▶ [Exercise directions] Put into a numbered list the lines of the items below, from the line with "Segment toddler's hand." up to and including the line with "216,106,227,122". Include only those lines and leave out any blank ones.

______________________________

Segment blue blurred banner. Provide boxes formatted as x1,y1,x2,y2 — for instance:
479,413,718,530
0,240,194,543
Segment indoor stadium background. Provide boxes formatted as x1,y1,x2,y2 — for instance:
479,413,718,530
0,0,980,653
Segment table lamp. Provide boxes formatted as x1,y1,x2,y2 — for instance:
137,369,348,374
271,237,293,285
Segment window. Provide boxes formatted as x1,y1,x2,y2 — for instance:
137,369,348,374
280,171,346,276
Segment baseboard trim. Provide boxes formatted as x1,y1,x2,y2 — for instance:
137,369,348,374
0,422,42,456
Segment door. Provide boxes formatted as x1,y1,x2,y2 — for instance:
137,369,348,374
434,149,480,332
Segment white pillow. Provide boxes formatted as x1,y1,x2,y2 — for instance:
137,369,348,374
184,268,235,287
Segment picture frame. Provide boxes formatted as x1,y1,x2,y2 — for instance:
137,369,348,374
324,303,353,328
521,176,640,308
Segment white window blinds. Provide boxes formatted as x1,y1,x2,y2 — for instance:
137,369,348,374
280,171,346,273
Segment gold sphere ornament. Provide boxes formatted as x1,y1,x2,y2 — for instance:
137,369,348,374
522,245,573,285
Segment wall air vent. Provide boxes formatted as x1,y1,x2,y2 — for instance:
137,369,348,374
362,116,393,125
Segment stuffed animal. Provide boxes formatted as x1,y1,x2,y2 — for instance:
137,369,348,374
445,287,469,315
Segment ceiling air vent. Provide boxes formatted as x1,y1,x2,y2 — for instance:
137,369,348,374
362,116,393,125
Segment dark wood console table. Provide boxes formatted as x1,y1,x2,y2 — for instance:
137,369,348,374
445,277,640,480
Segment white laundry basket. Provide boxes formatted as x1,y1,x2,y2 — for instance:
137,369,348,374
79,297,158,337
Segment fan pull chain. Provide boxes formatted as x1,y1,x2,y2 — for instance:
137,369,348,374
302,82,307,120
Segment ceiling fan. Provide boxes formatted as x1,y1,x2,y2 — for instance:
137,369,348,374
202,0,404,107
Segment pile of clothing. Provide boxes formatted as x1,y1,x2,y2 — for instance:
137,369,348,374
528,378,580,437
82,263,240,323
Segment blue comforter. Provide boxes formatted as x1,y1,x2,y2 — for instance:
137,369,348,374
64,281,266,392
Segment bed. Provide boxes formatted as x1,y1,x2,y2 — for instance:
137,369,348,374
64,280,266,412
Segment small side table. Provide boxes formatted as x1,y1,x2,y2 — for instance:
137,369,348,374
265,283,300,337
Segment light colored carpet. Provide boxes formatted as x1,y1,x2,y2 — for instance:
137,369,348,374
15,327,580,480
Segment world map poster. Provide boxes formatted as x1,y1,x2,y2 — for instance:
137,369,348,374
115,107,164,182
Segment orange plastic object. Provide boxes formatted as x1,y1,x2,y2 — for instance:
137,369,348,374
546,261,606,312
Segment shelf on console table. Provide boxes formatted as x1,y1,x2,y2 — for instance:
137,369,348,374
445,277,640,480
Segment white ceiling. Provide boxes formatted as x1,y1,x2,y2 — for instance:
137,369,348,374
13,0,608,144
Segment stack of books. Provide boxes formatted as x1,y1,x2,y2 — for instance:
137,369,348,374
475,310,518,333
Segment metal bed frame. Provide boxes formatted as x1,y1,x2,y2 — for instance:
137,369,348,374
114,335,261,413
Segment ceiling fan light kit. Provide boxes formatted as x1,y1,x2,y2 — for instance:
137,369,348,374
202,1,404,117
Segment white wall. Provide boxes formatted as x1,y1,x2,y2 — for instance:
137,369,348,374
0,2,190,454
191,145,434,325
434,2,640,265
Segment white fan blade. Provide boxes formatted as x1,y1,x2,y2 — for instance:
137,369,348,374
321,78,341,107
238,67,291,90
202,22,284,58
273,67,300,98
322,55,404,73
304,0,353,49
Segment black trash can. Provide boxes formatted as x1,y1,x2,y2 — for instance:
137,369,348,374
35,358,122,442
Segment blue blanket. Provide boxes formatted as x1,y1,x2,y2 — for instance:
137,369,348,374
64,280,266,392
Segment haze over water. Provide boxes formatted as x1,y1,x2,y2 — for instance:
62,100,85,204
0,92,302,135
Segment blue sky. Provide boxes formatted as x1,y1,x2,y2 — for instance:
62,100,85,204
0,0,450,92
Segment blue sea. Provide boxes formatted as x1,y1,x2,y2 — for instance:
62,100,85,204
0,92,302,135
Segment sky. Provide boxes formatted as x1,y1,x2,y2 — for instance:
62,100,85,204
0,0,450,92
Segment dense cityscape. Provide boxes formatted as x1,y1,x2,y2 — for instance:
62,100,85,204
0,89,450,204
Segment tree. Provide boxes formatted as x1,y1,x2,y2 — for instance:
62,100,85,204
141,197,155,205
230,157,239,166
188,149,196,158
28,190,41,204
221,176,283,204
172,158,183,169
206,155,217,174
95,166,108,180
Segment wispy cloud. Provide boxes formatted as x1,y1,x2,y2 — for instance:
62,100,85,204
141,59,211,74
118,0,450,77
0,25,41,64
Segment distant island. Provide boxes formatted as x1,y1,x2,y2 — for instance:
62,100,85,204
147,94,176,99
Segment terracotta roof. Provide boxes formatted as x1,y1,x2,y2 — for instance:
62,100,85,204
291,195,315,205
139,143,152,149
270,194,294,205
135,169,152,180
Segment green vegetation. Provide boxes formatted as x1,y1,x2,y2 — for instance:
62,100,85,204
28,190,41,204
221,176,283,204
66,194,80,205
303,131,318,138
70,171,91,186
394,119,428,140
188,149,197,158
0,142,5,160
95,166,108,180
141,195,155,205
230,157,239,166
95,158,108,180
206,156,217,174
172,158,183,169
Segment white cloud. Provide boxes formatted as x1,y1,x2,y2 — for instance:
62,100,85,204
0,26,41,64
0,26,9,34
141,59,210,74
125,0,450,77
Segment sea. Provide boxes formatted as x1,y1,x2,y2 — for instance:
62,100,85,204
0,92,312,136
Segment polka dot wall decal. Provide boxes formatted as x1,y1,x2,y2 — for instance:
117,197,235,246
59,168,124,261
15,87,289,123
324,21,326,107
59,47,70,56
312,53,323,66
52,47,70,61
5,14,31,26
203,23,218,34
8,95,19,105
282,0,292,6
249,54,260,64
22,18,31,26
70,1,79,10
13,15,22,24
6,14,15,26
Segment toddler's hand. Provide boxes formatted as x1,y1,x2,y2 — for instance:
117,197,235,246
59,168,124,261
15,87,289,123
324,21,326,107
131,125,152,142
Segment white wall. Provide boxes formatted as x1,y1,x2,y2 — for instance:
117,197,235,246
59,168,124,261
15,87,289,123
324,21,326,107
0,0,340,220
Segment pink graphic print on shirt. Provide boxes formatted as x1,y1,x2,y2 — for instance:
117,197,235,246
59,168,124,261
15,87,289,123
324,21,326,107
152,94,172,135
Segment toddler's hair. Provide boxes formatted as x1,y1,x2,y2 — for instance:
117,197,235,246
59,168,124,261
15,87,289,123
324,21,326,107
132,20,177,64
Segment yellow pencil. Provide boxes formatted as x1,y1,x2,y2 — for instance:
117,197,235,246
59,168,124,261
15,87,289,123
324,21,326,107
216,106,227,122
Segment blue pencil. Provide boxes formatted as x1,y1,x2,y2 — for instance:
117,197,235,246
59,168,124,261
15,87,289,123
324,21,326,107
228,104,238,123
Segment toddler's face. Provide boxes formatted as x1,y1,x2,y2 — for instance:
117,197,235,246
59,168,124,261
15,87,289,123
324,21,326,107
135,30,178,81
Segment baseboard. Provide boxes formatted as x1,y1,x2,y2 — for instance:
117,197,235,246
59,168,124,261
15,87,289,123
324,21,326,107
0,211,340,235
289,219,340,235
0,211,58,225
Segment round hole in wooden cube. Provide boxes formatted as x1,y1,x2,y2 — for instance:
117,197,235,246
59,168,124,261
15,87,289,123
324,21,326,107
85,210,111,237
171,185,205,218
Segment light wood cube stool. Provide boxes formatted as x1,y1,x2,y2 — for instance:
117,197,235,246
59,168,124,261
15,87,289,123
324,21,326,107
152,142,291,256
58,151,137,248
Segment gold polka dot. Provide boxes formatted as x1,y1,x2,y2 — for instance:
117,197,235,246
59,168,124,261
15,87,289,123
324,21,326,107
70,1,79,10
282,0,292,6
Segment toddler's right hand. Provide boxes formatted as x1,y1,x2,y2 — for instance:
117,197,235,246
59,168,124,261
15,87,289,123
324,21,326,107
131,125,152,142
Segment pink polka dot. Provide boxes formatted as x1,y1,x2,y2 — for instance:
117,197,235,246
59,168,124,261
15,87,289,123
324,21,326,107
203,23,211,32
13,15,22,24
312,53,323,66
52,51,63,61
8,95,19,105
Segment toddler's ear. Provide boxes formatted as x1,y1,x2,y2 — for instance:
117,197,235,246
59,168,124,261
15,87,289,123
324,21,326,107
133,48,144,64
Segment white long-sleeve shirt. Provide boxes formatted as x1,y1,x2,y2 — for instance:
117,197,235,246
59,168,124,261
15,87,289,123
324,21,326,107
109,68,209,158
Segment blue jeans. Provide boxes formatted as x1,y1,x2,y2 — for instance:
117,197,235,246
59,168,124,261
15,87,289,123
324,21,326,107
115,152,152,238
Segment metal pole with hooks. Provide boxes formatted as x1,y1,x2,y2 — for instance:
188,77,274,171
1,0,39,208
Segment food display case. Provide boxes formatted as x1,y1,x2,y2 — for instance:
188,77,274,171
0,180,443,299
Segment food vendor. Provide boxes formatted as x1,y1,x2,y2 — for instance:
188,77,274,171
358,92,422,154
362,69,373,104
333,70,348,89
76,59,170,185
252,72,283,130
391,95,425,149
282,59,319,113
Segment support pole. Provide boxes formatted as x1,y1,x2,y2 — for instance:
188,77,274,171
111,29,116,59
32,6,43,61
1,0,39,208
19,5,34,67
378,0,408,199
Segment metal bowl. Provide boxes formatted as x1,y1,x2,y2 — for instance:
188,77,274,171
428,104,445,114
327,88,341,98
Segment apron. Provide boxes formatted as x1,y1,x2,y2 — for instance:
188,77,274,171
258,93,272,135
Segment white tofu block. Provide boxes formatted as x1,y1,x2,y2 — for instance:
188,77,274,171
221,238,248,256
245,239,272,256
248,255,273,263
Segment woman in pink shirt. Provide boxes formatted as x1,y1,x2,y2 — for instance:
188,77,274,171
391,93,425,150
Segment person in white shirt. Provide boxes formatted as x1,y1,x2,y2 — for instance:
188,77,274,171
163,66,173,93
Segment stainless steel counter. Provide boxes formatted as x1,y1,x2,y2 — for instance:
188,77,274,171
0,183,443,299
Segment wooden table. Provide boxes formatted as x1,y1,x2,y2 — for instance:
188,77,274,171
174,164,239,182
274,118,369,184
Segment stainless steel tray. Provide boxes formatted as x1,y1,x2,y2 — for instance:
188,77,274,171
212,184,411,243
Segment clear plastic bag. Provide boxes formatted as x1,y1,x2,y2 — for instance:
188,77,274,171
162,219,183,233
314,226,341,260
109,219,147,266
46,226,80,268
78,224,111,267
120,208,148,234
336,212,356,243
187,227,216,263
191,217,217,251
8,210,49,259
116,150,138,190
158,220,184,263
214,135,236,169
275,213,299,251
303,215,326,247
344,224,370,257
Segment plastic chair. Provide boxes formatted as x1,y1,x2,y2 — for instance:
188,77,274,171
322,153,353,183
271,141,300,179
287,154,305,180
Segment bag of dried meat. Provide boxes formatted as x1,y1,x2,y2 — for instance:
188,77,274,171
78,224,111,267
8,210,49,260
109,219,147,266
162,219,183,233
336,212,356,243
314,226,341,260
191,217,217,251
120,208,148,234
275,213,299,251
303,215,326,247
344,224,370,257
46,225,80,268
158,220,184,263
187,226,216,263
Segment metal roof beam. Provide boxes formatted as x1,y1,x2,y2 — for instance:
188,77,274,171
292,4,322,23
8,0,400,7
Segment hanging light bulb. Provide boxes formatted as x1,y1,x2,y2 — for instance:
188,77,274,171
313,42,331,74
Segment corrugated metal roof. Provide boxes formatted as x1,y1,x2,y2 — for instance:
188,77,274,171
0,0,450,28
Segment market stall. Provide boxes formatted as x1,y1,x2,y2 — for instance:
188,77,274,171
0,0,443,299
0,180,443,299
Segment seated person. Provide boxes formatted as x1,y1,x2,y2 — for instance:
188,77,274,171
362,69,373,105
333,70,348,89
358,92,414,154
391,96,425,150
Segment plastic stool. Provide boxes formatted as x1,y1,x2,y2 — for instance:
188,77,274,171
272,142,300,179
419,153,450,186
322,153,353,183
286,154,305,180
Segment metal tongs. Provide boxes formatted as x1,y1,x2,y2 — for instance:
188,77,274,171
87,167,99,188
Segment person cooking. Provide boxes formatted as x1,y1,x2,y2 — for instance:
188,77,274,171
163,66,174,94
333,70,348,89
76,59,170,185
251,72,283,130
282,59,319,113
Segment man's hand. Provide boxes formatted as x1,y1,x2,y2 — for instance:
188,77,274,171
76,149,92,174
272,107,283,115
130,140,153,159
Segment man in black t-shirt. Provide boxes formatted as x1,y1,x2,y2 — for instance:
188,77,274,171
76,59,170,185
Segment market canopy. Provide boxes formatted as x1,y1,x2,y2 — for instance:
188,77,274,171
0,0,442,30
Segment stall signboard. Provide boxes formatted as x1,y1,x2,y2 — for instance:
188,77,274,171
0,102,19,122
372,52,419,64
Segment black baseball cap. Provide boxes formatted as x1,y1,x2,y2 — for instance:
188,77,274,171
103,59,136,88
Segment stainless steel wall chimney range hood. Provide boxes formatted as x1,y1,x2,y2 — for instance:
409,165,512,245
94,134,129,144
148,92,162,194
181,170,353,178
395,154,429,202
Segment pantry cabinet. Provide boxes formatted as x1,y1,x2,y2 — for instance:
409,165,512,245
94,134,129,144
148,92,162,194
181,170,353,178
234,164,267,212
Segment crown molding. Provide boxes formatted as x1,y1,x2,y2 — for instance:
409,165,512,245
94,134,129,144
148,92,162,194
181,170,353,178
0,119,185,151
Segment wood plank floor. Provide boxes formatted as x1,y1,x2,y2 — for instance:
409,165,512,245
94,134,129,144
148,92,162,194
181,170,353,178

______________________________

▶ [Complete output]
1. Segment toddler's hand. Provide boxes formatted as x1,y1,x2,y2 — for instance:
2. 117,197,235,246
3. 59,168,124,261
4. 15,87,289,123
5. 324,21,326,107
6. 131,125,152,142
7. Segment white wall. Provide boxes formatted as x1,y1,x2,y2 — for instance:
8. 117,197,235,246
9. 59,168,124,261
10. 15,87,289,123
11. 324,21,326,107
12. 0,0,340,220
13. Segment pink graphic print on shirt. Provide boxes formatted as x1,y1,x2,y2 — for instance:
14. 117,197,235,246
15. 59,168,124,261
16. 15,87,289,123
17. 324,21,326,107
18. 152,94,172,135
19. Segment toddler's hair. Provide boxes formatted as x1,y1,x2,y2 — for instance:
20. 117,197,235,246
21. 59,168,124,261
22. 15,87,289,123
23. 324,21,326,107
24. 132,20,177,64
25. Segment yellow pencil. Provide boxes formatted as x1,y1,x2,y2 — for instance:
26. 117,197,235,246
27. 59,168,124,261
28. 15,87,289,123
29. 324,21,326,107
30. 216,106,227,122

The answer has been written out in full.